* **Extrait du texte**:

*****

Une vie de travail

Roger Russel

p. 20-23

References

Bibliographical reference

Roger Russel, « Une vie de travail », Revue Quart Monde, 238 | 2016/2, 20-23.

Electronic reference

Roger Russel, « Une vie de travail », Revue Quart Monde [Online], 238 | 2016/2, Online since 15 October 2016, connection on 20 April 2024. URL : https://www.revue-quartmonde.org/6613

L’auteur avait trente-cinq ans et déjà plus de vingt ans d’expérience de travail, quand il a rencontré le Mouvement ATD Quart Monde. Quelques années plus tard, deux alliés, Jérôme Spick et Elisabeth Meignien ont recueilli puis écrit son témoignage de vie et celui de Christiane, sa femme. L’auteur s’en est servi pour préparer une intervention à Campus1 en août 2015.

Mon père a toujours travaillé comme manœuvre sauf pendant la guerre où il a été prisonnier en Allemagne. Il est mort en 1969.

*****

* **Données fournies**:
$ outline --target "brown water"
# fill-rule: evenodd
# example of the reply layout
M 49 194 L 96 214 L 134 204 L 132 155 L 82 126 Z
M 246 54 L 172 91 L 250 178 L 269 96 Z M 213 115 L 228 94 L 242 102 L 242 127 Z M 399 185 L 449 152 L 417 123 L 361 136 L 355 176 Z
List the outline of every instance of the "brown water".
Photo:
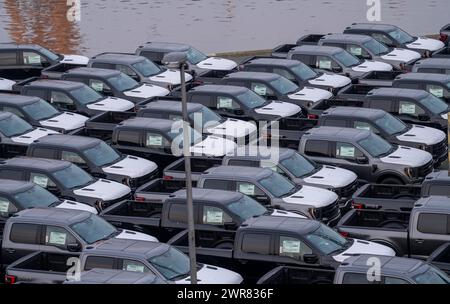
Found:
M 411 34 L 450 23 L 449 0 L 381 0 L 382 21 Z M 205 52 L 266 49 L 305 33 L 365 22 L 366 0 L 0 0 L 0 41 L 35 42 L 62 53 L 134 51 L 145 41 L 188 42 Z

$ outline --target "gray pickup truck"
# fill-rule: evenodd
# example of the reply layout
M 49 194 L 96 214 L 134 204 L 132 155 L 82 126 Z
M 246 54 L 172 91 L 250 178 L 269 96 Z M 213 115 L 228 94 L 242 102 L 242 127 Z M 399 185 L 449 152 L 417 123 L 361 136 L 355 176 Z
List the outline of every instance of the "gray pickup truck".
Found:
M 450 241 L 450 198 L 431 196 L 416 202 L 411 212 L 353 210 L 344 215 L 337 230 L 384 244 L 398 256 L 427 258 Z

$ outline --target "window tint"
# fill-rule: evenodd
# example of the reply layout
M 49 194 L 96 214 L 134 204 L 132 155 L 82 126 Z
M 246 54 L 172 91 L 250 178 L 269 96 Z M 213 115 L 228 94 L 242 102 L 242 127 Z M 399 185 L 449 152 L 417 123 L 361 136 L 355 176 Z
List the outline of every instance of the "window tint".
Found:
M 323 140 L 308 140 L 305 144 L 305 154 L 316 157 L 329 157 L 329 142 Z
M 422 213 L 419 215 L 417 230 L 430 234 L 450 234 L 447 223 L 449 217 L 446 214 Z
M 269 255 L 270 235 L 267 234 L 245 234 L 242 240 L 242 251 L 245 253 L 254 253 Z
M 21 244 L 38 244 L 39 225 L 13 224 L 11 227 L 11 242 Z
M 84 270 L 98 269 L 114 269 L 114 258 L 90 256 L 86 259 Z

*****

* **Liste des tâches**:
1. Extraire de l'extrait le passage commençant par « Bibliographical reference » et se poursuivant jusqu'à « Campus1 en août 2015. ».
2. Relever dans l'extrait toutes les personnes désignées par leur nom ou leur prénom.

* **Les solutions**:
1.
Bibliographical reference

Roger Russel, « Une vie de travail », Revue Quart Monde, 238 | 2016/2, 20-23.

Electronic reference

Roger Russel, « Une vie de travail », Revue Quart Monde [Online], 238 | 2016/2, Online since 15 October 2016, connection on 20 April 2024. URL : https://www.revue-quartmonde.org/6613

L’auteur avait trente-cinq ans et déjà plus de vingt ans d’expérience de travail, quand il a rencontré le Mouvement ATD Quart Monde. Quelques années plus tard, deux alliés, Jérôme Spick et Elisabeth Meignien ont recueilli puis écrit son témoignage de vie et celui de Christiane, sa femme. L’auteur s’en est servi pour préparer une intervention à Campus1 en août 2015.

2.
Roger Russel
Jérôme Spick
Elisabeth Meignien
Christiane